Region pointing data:
=== Section Start ===
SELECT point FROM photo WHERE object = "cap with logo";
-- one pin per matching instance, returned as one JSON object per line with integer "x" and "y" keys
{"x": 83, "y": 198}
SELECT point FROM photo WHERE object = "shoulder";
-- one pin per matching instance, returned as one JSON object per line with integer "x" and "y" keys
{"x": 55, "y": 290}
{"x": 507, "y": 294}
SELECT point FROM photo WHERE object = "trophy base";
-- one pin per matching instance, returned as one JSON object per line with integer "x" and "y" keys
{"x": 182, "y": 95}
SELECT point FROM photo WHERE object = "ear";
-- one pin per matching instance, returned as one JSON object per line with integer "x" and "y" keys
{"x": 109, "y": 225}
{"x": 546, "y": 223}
=== Section End ===
Counting only lines that hold "photo", state how many appear in the records, and give nothing but the number.

4